Extract to read
Aggregate stability was measured using a slightly-modified version of Le Bissonnais’ method (Le Bissonnais, 1996; ISO/DIS 10930, 2012). Specifically, air-dried samples were cut into 2-5 mm fragments.
The three stability tests of Le Bissonnais (1996) (fast wetting, slow wetting and stirring) were designed to reproduce the processes involved in crust formation and interrill erosion (slaking, differential clay swelling and mechanical breakdown). The 5 g sub-samples were dried at 40°C for 24 h before application of a test, and eac h test was replicated twice. After the tests, the resulting fragments were sieved in ethanol. The results are presented using the mean weighted diameter (MWD). Each MWD value corresponds to one of five classes of stability: MWD above 2 mm corresponds to very stable material (very low erodibility), between 2 and 1.3 mm corresponds to stable material (low erodibility), between 1.3 and 0.8 mm corresponds to median stability (median erodibility), between 0.8 and 0.4 mm corresponds to unstable material (high erodibility), and lower than 0.4 mm corresponds to very low stability (very high erodibility) (Le Bissonnais, 1996).

Set of tasks
1) Do these statements agree with the passage on aggregate stability? Answer yes or no for each, quoting the deciding words. (a) The sub-samples were dried at 40°C for 24 hours before a test was applied. (b) After the tests, the fragments were sieved in water. (c) An MWD between 1.3 and 0.8 mm indicates stable material.
2) How would the passage on aggregate stability go on? Write the next few sentences, starting after its final sentence.

Annotation data for object locations
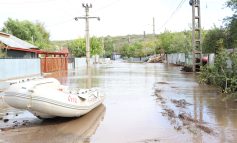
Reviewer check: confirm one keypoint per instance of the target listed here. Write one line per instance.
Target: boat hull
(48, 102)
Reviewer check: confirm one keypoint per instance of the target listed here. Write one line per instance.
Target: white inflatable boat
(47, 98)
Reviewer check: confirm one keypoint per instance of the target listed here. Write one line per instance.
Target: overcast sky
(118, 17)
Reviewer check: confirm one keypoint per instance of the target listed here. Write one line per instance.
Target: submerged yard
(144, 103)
---
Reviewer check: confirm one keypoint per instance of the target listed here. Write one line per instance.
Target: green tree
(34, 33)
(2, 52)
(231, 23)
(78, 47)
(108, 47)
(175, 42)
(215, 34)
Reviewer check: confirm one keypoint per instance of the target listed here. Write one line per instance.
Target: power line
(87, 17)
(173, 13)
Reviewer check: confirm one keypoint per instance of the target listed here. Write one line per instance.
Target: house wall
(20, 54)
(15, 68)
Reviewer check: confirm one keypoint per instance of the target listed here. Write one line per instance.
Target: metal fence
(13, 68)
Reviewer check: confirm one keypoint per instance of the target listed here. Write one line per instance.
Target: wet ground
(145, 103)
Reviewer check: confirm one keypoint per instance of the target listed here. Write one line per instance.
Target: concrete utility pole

Answers to the exercises
1)
(a) Yes: "The 5 g sub-samples were dried at 40°C for 24 h before application of a test"
(b) No: "the resulting fragments were sieved in ethanol"
(c) No: "between 1.3 and 0.8 mm corresponds to median stability (median erodibility)"

2)
Standard soil properties

The standard soil properties were measured to explain the stability differences between the sites and between the crust and under-crust. The soil properties that are assessed on a regular basis by soil scientists and known to be related to aggregate stability were measured: soil texture (using laser diffraction granulometry, Mastersizer 2000, Malvern Instruments Ltd.), soil organic matter content (Walkey & Black, 1934), cation-exchange capacity (CEC) (Ammonium rapid method; Mackenzie, 1951) and pH (1:2.5 soil:water ratio, using a pH meter).

Comparison of aggregate stability for paired crust and under-crust samples

For most of the paired samples, the aggregate stability of the crust was larger than the aggregate stability of the corresponding under-crust, and the under-crust samples were never more stable than the corresponding crust (Figure 1). A correlation analysis was performed to study the relationships between the MWD of the crust and the MWD of the under-crust material. An analysis was performed for each aggregate stability test and for the mean of the three tests. The highest correlation coefficient (r=0.69) was found between the MWD of the crust and the MWD of the under-crust for the slow wetting test. For the other tests, the correlation coefficients were 0.43 (fast wetting test), 0.48 (stirring test) and 0.59 (mean of the three tests). However, these correlation coefficients were greatly influenced by the very low MWD of site C, hence making site C a hot spot. Without site C, the correlation coefficients were only 0.52 (slow wetting), 0.20 (fast wetting), -0.06 (stirring) and 0.28 (mean of the three tests).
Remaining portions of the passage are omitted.